(Recorded data)
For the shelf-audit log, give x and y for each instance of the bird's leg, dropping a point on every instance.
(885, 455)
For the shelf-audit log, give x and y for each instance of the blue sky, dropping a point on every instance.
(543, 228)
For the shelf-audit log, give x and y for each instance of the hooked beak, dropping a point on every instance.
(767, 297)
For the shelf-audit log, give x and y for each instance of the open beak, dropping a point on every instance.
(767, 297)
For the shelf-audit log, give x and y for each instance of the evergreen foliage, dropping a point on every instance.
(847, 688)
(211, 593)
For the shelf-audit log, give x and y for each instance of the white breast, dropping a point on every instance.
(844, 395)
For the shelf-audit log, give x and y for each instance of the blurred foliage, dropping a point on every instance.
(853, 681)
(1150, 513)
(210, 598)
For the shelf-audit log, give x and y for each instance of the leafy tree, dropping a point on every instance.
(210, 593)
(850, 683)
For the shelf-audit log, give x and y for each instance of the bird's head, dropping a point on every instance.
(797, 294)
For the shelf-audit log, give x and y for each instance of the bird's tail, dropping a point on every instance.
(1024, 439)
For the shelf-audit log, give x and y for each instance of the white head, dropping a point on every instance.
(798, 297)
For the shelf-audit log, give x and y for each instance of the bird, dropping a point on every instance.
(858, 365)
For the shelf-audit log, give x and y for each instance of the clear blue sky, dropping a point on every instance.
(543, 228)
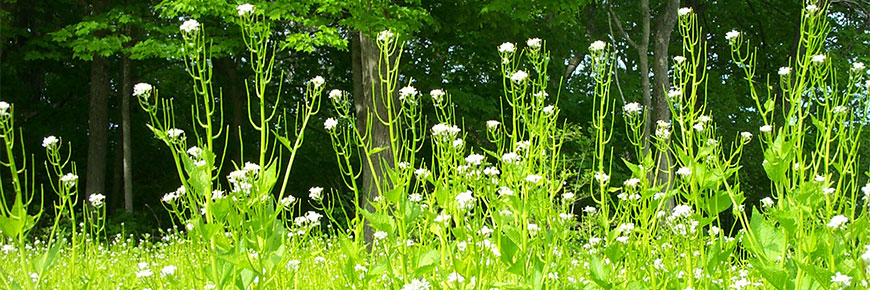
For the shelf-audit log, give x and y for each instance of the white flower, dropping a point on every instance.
(315, 193)
(69, 179)
(245, 9)
(534, 43)
(335, 95)
(168, 270)
(422, 173)
(510, 157)
(491, 171)
(625, 228)
(4, 108)
(505, 191)
(838, 222)
(549, 109)
(465, 200)
(175, 134)
(442, 218)
(732, 35)
(385, 35)
(142, 89)
(287, 201)
(865, 256)
(631, 182)
(601, 177)
(598, 45)
(144, 273)
(330, 124)
(474, 158)
(519, 76)
(746, 136)
(631, 108)
(445, 130)
(189, 26)
(506, 47)
(455, 278)
(97, 199)
(194, 152)
(407, 92)
(437, 95)
(681, 211)
(317, 81)
(684, 11)
(533, 228)
(841, 279)
(684, 171)
(49, 142)
(417, 284)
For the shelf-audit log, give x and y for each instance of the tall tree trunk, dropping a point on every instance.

- AIM OF THE TASK:
Please write out the entries again, requests included, starting at the line that contains "bird, dropping a point on every instance." and stopping after the last line of the entries, and shift every coordinate in the answers by adding 90 to each number. Leave the pictures out of your answer.

- SOLUTION:
For the shelf-audit log, give x and y for each instance of the bird, dropping a point on every instance.
(948, 455)
For the shelf-audit log, give x and y for each instance of the clear blue sky, dropping a point on every instance.
(633, 318)
For the shelf-audit log, give x and y for each instance of the white flower, dropping a point on every instance.
(405, 283)
(159, 269)
(335, 99)
(624, 133)
(425, 185)
(258, 360)
(512, 263)
(600, 247)
(581, 261)
(715, 318)
(94, 198)
(595, 281)
(928, 312)
(639, 199)
(555, 290)
(265, 224)
(532, 308)
(822, 125)
(475, 125)
(232, 179)
(377, 291)
(955, 346)
(721, 272)
(691, 267)
(688, 135)
(234, 363)
(420, 214)
(564, 248)
(609, 166)
(836, 226)
(721, 198)
(535, 220)
(279, 116)
(596, 137)
(545, 368)
(187, 289)
(284, 242)
(497, 182)
(527, 185)
(771, 301)
(407, 171)
(774, 101)
(623, 318)
(931, 369)
(774, 261)
(139, 232)
(507, 374)
For the shelf-audit log, give x and y for each instance of the tall tree trunk, dropping a point on every instance.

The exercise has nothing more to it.